▸ Tareas a realizar
a – Según el pasaje sobre Jenofonte y los Treinta, ¿adónde se retiraron los Treinta cuando entró en funciones la magistratura de los Diez?
b – Indica si cada afirmación concuerda con el pasaje sobre Jenofonte y los Treinta. Responde sí o no y cita literalmente las palabras del pasaje que lo deciden.
(i) En su crónica, Jenofonte menciona su propio nombre.
(ii) En los Memorables, Sócrates dialoga con un hiparco cuyo nombre no se indica.
(iii) El ataque por sorpresa sorprendió a la caballería de los Treinta al anochecer.
c – Prosigue el pasaje sobre Jenofonte y los Treinta a partir de su última oración.

▸ Texto de referencia
--------
Lo que sabemos sobre la rápida y traumática experiencia vivida por Atenas bajo los Treinta se lo debemos a un testigo que fue a la vez protagonista, pero que hace toda clase de esfuerzos por excluir su propia persona de la crónica de ese desventurado gobierno: se trata de Jenofonte, miembro de la caballería bajo los Treinta y cercano, junto a un tal Lisímaco, al mando de la formación, primero bajo los Treinta y después bajo los denominados Diez, la magistratura extraordinaria que tuvo lugar cuando los Treinta se retiraron a Eleusis.
En esta crónica, como sabemos, Jenofonte no pronuncia nunca su propio nombre; cosa comprensible, porque sin duda no era agradable recordar el haber participado de los Treinta, y acaso con cargos de relieve como el mando de la caballería, aunque sea compartido con un hiparco, el único a quien Jenofonte nombra, para hablar de él todo lo mal que se pueda. Por otra parte, años después, Jenofonte escribió un breve tratado sobre el perfecto Comandante de caballería, en el que se expresa como alguien que ha ostentado tal cargo. Es curioso que en los Memorables ponga a Sócrates a dialogar con un hiparco, del que sin embargo no dice el nombre. De todos modos su relato está claramente construido «desde el punto de vista» de la caballería de los Treinta. Sabe incluso que un ataque por sorpresa había pillado a la caballería de los Treinta al alba, mientras los soldados se levantaban y los palafreneros «hacían mucho ruido al almohazar los caballos»; por tanto no puede sino haber sido testigo ocular y partícipe del acontecimiento. Más allá de todo, los únicos combates de los que tenemos noticia son precisamente aquellos en los que estuvo implicada la caballería.
--------
▸ Extracto de datos
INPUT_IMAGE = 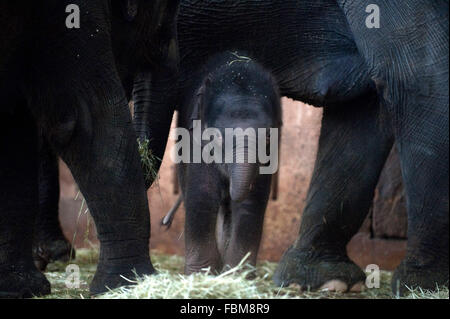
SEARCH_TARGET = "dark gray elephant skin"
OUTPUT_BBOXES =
--------
▸ Resultados por tarea
a – A Eleusis.

b –
(i) No: «Jenofonte no pronuncia nunca su propio nombre».
(ii) Sí: «ponga a Sócrates a dialogar con un hiparco, del que sin embargo no dice el nombre».
(iii) No: «había pillado a la caballería de los Treinta al alba».

c –
La caballería fue el arma que los Treinta quisieron comprometer principalmente, quizá por el origen social de sus componentes. Cuando Critias concibió, en su creciente crueldad, la masacre de Eleusis, fueron los miembros de la caballería —en particular, nota Jenofonte, el hiparco Lisímaco— quienes se encargaron de la ejecución material del oscuro asunto. Los habitantes de Eleusis fueron obligados a salir en fila por una pequeña puerta de la muralla de la ciudad que daba a la playa, y allí, extramuros, estaban los caballeros formados en dos filas: un mortal pasillo humano del que nadie escapó. Critias habló claro y dijo a los miembros de la caballería: «Si este régimen os place, debéis compartir también sus riesgos», después de lo cual los impulsó, en presencia de la guarnición espartana, a votar en pro o en contra de la condena a muerte de los prisioneros. Jenofonte registra minuciosos detalles sobre los caballeros: que «los palafreneros hacían ruido al almohazar los caballos» (Helénicas, II, 4, 6) y que en los primeros choques con Trasíbulo resultó muerto un caballero de nombre Nicóstrato, apodado «el Bello» (II, 4, 6); que después de la caída del Pireo en manos de los rebeldes «los caballeros dormían en el Odeón junto a sus caballos y escudos» (II, 4, 24); que Lisímaco, uno de los hiparcos, hizo matar a algunos campesinos durante una salida, a pesar de las súplicas de éstos y de las protestas de algunos caballeros (II, 4, 26), y que, a su vez, en una salida los hombres de Trasíbulo «mataron a Calístrato, de la tribu de Leóntide» (II, 4, 27); y así sucesivamente. De los dos hiparcos, ambos integrantes del mando durante los Treinta, nombra a uno solo, Lisímaco, y le endosa las más graves brutalidades con un vago tono de delación: del arresto de los ciudadanos de Eleusis a la masacre de los campesinos desarmados (II, 4, 26: «Lisímaco, el jefe de la caballería, los decapitó»).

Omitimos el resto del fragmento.